[start of STORED ROWS]

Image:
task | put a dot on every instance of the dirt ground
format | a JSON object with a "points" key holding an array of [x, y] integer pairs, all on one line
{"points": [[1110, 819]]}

[end of STORED ROWS]
[start of STORED ROWS]

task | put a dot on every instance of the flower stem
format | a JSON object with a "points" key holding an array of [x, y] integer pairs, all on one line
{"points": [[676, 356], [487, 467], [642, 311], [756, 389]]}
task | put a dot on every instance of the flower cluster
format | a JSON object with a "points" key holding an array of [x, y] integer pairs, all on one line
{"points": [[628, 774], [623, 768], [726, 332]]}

[end of STORED ROWS]
[start of STORED ROWS]

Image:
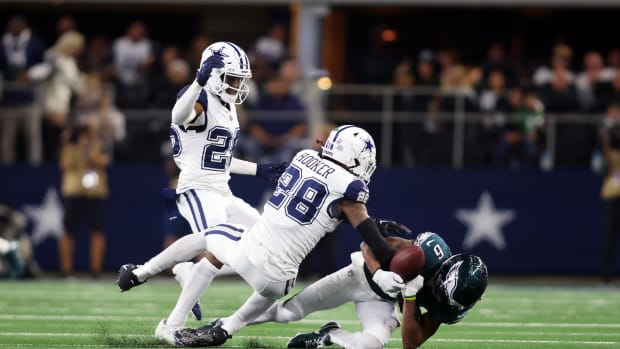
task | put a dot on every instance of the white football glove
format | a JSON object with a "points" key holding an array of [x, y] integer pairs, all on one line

[end of STORED ROWS]

STATED GOAL: Show each line of the data above that contains the word "instance".

ANSWER TO THIS TASK:
task | put a dot on every instance of the dirt ground
task | put a dot on every instance of the flower stem
task | put a dot on every instance of the flower cluster
task | put a dot on every instance of the white football glove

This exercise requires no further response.